Amid Faljaoui
Faut-il dénoncer une banque parce qu’elle ne veut pas financer le secteur de la défense ?
Avouez que ce n’est pas tous les jours qu’un ministre de la défense menace des banques de dévoiler leur nom au public parce qu’elles ont refusé de financer une entreprise active dans la sous-traitance des armes nucléaires. Et ce ministre n’est pas chinois, ni russe, ni nord-coréen, mais bien français. Ce coup de gueule, une première en Europe, en dit long sur le débat houleux qu’ont en ce moment les banques et l’industrie de l’armement.
Les banques européennes sont à la pointe du respect des normes ESG – E pour environnement, S pour social et G pour bonne gouvernance. Les ONG, la Commission européenne et les lois votées par les eurodéputés poussent depuis de longues années pour que les banques ne financent qu’au compte-gouttes l’industrie de l’armement. Et pour cause, elle est mal vue aussi par les clients européens qui sont de nature pacifistes et voient l’industrie de l’armement avec les mêmes yeux que l’industrie du tabac.
Mais voilà, si l’Europe a connu une paix continue de 1945 à 2022, la guerre en Ukraine a changé le logiciel des politiques et sans doute de la population. Chacun sait que si Trump arrive au pouvoir, il va à nouveau demander aux Européens de mieux assumer leur propre défense. N’oublions pas qu’il nous a même menacés de ne pas nous défendre si nous ne respections pas nos engagements budgétaires.
Or, comme chacun le sait maintenant, plusieurs pays européens, dont la Belgique et la France, n’arrivent pas au seuil des 2 % du PIB qui devrait être normalement consacré aux investissements de la défense. Et si pendant longtemps c’était l’État qui assurait ces dépenses, aujourd’hui, nos États sont super endettés et doivent donc demander au secteur bancaire de les aider à financer l’industrie de l’armement. Mais voilà, ces banques le font avec une pince sur le nez car elles veulent respecter les fameuses normes ESG et ne pas être accusées par les ONG de financer la guerre.

......

» **Tâches demandées**:
a - Répondez aux questions suivantes sur le texte consacré aux banques et à l'industrie de l'armement.
(i) De quelle nationalité est le ministre de la défense qui menace les banques ?
(ii) À quelle autre industrie les clients européens comparent-ils l'industrie de l'armement ?
(iii) Quel seuil du PIB plusieurs pays européens, dont la Belgique et la France, n'atteignent-ils pas ?
b - Reprenez mot pour mot le passage du texte consacré aux banques et à l'industrie de l'armement qui commence par les mots « Amid Faljaoui » et se termine par « et l’industrie de l’armement. ».
c - Poursuivez le texte consacré aux banques et à l'industrie de l'armement à partir de sa dernière phrase.

......

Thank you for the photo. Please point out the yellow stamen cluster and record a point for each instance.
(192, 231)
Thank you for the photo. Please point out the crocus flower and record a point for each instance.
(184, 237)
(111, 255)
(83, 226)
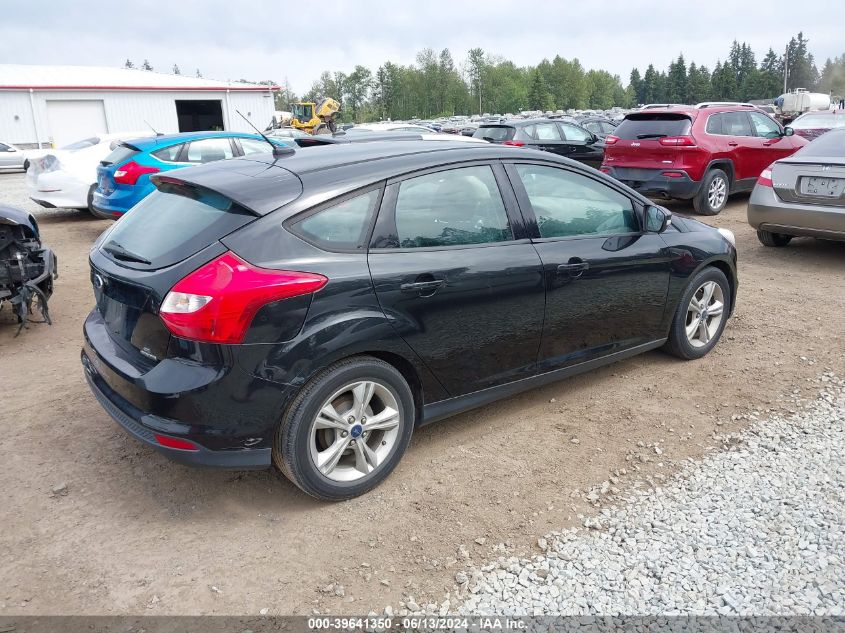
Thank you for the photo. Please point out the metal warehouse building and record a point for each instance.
(40, 105)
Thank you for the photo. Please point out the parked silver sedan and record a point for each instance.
(803, 194)
(11, 158)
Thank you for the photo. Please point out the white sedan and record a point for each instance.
(11, 158)
(67, 178)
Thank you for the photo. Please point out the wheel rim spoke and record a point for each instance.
(387, 419)
(329, 458)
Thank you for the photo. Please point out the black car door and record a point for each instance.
(455, 273)
(583, 144)
(606, 278)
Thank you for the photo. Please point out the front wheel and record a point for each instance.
(713, 196)
(701, 315)
(346, 430)
(767, 238)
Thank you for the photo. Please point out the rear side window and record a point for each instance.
(567, 204)
(119, 154)
(653, 126)
(342, 226)
(209, 150)
(495, 133)
(169, 154)
(451, 208)
(172, 224)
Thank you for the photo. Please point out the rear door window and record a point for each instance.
(567, 204)
(169, 154)
(451, 208)
(209, 150)
(653, 126)
(342, 226)
(172, 224)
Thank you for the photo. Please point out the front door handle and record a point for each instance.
(574, 268)
(424, 288)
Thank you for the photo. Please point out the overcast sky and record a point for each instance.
(263, 39)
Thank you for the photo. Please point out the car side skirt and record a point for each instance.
(453, 406)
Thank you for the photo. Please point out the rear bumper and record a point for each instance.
(227, 414)
(652, 181)
(767, 212)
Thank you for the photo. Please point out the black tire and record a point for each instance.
(768, 238)
(701, 202)
(678, 344)
(291, 446)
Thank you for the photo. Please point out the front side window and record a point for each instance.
(764, 126)
(342, 226)
(451, 208)
(209, 150)
(567, 204)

......

» **Réponses dans l'ordre**:
a -
(i) Il est français.
(ii) À l'industrie du tabac.
(iii) Le seuil des 2 % du PIB.

b -
Amid Faljaoui
Faut-il dénoncer une banque parce qu’elle ne veut pas financer le secteur de la défense ?
Avouez que ce n’est pas tous les jours qu’un ministre de la défense menace des banques de dévoiler leur nom au public parce qu’elles ont refusé de financer une entreprise active dans la sous-traitance des armes nucléaires. Et ce ministre n’est pas chinois, ni russe, ni nord-coréen, mais bien français. Ce coup de gueule, une première en Europe, en dit long sur le débat houleux qu’ont en ce moment les banques et l’industrie de l’armement.

c -
Le souci, c’est que nous ne sommes plus en temps de paix mais de guerre. Vladimir Poutine ne nous a pas laissé le choix, nous devons passer d’une économie de paix à une économie de guerre qu’on le veuille ou non. Je vous incite à ce propos à lire le livre récent de David Baverez, un investisseur français basé à Hong Kong. Son livre s’intitule « Bienvenue en économie de guerre ». Et ce brillant observateur de la vie économique nous dit quoi ? Que notamment les fameuses normes ESG, qui historiquement désignaient le E pour environnement, le S pour social ou sociétal et le G pour gouvernance, doivent être revisitées dans un monde en guerre.
Le E devient l’acronyme d’énergie, car sans énergie, pas de transition environnementale. Le S devient l’acronyme de sécurité, et notamment la sécurité de nos approvisionnements en diverses matières premières et agricoles. Le G est là pour le mot guerre, car effectivement la guerre oblige les politiques et les chefs d’entreprises à évoluer dans un monde d’abondance à un monde de pénurie. C’est sous ce prisme qu’il faut regarder le coup de gueule du ministre des armées en France. L’industrie de l’armement, personne n’en veut, on est tous d’accord, mais quand la menace est à nos frontières, on fait quoi ?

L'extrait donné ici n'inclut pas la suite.